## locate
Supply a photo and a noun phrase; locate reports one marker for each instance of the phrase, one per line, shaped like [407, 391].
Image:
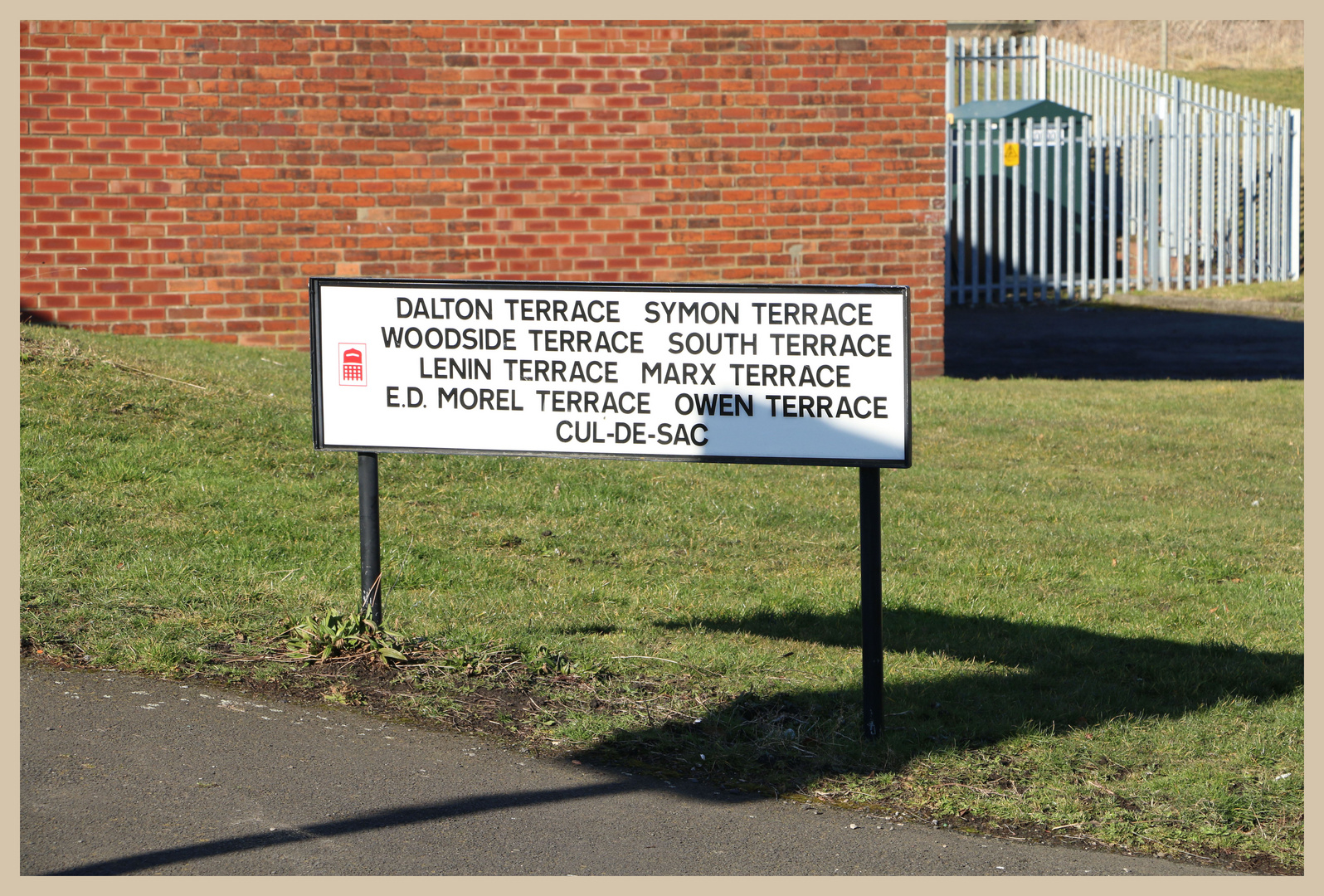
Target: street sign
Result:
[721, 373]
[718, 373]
-=-=-
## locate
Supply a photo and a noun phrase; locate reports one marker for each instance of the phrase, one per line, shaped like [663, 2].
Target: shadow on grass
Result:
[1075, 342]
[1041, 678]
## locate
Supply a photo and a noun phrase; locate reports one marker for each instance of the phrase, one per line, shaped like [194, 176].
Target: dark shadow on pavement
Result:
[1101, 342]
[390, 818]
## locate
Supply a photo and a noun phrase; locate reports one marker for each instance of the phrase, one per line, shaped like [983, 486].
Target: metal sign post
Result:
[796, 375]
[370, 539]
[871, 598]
-=-=-
Above are the entries; copy out every line among them that contains the word "Target".

Target: street sign
Target: shadow on grass
Target: dark shadow on pavement
Target: metal sign post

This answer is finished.